• _Text to read_
Monday, August 8, 2022

Pulp Fantasy Library: A Witch Shall Be Born

Like many who made his living writing for the pulps, Robert E. Howard (and his most famous creation, Conan the Cimmerian) is easy to reduce to a caricature. I can certainly understand why this is the case. Not all of Howard's stories are of equal quality and, even leaving aside a handful downright stinkers – "Vale of the Lost Women," I'm looking at you – there's often a degree of sameness to many of his yarns. Even at his worst, though, REH frequently has a lot to offer. Indeed, I feel he doesn't always get enough credit for his willingness to try out different styles and approaches, not to mention content, in his established series.

I thought of this fact as I re-read "A Witch Shall Be Born," which first appeared in the December 1934 issue of Weird Tales. Critics of Conan generally consider this story middling at best, while some judge it more harshly. Even those who think better of it largely do so because it contains perhaps the most memorable scenes in all of the Cimmerian's adventures: Conan's crucifixion – a scene so unforgettable that it was included in the 1982 John Milius film, albeit in a very different context. 

Again, I can certainly understand this perspective. "A Witch Shall Be Born" is no "Red Nails" or Hour of the Dragon; it's not even "The Pool of the Black One." At the same time, I genuinely feel as if Howard was attempting to do something different with this story. For example, a lot of the story's actions focuses on characters other than Conan – in particular, two women: Taramis and Salome. It's almost as if Howard knew that Conan was such a draw for Weird Tales that he had sufficient leeway with its notoriously demanding editor, Farnsworth Wright, to experiment with his own proven formula. Whether he succeeded or not is a question for each reader, though I personally feel as if "A Witch Shall Be Born," while a lesser Conan tale, is nevertheless a worthy one.

The story begins as Taramis, Queen of Khauran, awakens from her sleep to see a figure standing over her bed:

In a sudden panic the queen opened her lips to cry out for her maids; then she checked herself. The glow was more lurid, the head more vividly limned. It was a woman's head, small, delicately molded, superbly poised, with a high-piled mass of lustrous black hair. The face grew distinct as she stared—and it was the sight of this face which froze the cry in Taramis's throat. The features were her own! She might have been looking into a mirror which subtly altered her reflection, lending it a tigerish gleam of eye, a vindictive curl of lip.

"Ishtar!" gasped Taramis. "I am bewitched!"

Appallingly, the apparition spoke, and its voice was like honeyed venom.

"Bewitched? No, sweet sister! Here is no sorcery."

"Sister?" stammered the bewildered girl. "I have no sister."

"You never had a sister?" came the sweet, poisonously mocking voice. "Never a twin sister whose flesh was as soft as yours to caress or hurt?"

"Why, once I had a sister," answered Taramis, still convinced that she was in the grip of some sort of nightmare. "But she died."

• _Task data_
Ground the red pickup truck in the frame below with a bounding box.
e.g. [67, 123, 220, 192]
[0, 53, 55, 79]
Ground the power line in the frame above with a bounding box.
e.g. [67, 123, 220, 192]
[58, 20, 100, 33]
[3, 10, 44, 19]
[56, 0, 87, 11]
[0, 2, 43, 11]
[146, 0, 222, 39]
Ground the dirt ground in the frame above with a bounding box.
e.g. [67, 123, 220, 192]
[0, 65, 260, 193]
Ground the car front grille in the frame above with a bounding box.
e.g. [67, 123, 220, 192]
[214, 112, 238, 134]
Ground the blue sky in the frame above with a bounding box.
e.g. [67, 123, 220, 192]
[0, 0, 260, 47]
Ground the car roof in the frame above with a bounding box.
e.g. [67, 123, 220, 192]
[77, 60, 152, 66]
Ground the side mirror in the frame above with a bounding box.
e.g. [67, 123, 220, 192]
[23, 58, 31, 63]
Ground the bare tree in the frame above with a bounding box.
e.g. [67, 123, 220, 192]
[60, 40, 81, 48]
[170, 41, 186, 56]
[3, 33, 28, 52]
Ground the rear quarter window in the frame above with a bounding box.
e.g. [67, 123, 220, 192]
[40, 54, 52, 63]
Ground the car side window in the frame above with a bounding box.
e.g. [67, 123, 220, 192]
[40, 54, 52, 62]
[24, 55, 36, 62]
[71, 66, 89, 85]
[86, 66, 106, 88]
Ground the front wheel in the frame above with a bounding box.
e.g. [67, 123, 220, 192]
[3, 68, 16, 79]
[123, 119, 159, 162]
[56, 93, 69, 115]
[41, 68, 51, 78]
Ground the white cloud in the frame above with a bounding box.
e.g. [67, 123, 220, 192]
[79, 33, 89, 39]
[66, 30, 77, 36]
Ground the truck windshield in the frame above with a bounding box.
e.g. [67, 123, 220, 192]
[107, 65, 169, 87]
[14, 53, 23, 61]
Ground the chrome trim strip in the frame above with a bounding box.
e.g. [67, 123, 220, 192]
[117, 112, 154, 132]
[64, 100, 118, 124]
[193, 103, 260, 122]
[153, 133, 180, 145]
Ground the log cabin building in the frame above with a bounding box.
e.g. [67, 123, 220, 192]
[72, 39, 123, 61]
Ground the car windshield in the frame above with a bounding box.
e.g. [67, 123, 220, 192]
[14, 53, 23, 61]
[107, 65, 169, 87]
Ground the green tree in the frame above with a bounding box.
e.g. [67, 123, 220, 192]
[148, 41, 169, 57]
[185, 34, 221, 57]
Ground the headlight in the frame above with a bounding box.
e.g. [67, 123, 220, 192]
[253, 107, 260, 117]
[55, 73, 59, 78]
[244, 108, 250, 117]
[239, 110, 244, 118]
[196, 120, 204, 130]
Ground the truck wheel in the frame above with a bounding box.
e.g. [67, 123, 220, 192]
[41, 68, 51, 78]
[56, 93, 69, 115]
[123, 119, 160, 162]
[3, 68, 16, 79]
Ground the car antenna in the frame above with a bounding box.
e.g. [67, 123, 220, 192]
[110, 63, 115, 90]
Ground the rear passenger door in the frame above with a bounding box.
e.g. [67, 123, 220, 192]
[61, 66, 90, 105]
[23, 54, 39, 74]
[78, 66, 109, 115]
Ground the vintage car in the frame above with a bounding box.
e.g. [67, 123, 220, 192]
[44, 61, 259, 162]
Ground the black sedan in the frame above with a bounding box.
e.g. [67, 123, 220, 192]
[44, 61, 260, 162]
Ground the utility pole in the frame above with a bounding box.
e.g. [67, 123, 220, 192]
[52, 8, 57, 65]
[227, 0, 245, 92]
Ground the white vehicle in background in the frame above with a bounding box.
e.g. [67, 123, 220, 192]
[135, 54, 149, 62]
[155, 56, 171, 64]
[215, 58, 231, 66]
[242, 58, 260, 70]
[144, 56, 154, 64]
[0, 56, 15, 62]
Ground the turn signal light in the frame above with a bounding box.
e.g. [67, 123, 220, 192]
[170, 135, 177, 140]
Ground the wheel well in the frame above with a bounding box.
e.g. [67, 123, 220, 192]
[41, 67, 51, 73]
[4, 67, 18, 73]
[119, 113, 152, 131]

• _Exercise task 1_
Write out the rows word for word, starting at the line that contains "Ground the turn" and ending at the last line of the rows, with both of those lines included.
• _Exercise task 2_
Continue the Conan post from the point where it stops.
The Conan post and the rows have no connection to each other.

• _Answer 1_
Ground the turn signal light in the frame above with a bounding box.
e.g. [67, 123, 220, 192]
[170, 135, 177, 140]
Ground the wheel well in the frame above with a bounding box.
e.g. [67, 123, 220, 192]
[41, 67, 51, 73]
[4, 67, 18, 73]
[119, 113, 152, 131]

• _Answer 2_
As the text suggests, the figure is in fact Salome, the twin sister of the queen. From birth, Salome bore the mark of being a witch – "a scarlet half-moon between her breasts" – and, for this reason, she was left exposed in the desert to die, lest disaster befall the kingdom. Rather than dying, she was found by a magician "from far Khitai," who raised her and taught her his "black wisdom." Now, Salome has returned to Khauran to fulfill her destiny by taking the place of her twin sister and ruling in her place.

In this, Salome has the aid of Constantius, a foreign mercenary commander whose army Taramis had allowed to cross her borders on the way to other lands. Once Salome has assumed the identity of Taramis – the real Taramis being thrown into the palace dungeon – she makes Constantius her consort and places his mercenaries in charge of the realm's defense. This sudden turn of events does not sit well with the queen's captain of the guard, Conan the Cimmerian.

Purely from a narrative perspective, it's fascinating that Howard has other people talk about Conan before he actually appears in the story himself. Conan's suspicion of the orders given by Salome-as-Taramis and his subsequent battle against the soldiers of Constantius isn't something we see firsthand. Instead, we hear others describe these events and their reactions to them. This is what I meant above when I suggested that Howard was experimenting with this story. In it, Conan almost appears as a legend, a larger-than-life figure of rumor and tall tales, as if Howard was slyly offering commentary on the popularity of his own creation.

Despite his great strength and skill in battle, Conan was eventually overcome by Constantius' men, who capture him and then cart him out to the desert, where he is to be crucified for his defiance. Being a barbarian, Conan is loyal to the real queen Taramis, the woman to whom he had sworn an oath of allegiance and nothing, not even the threat of death by crucifixion, is enough to make him foreswear that loyalty. This is an important theme within "A Witch Shall Be Born," along with Howard's perennial musings on the relative merits of civilization and barbarism. 

Before leaving him to die, Constantius mocks Conan.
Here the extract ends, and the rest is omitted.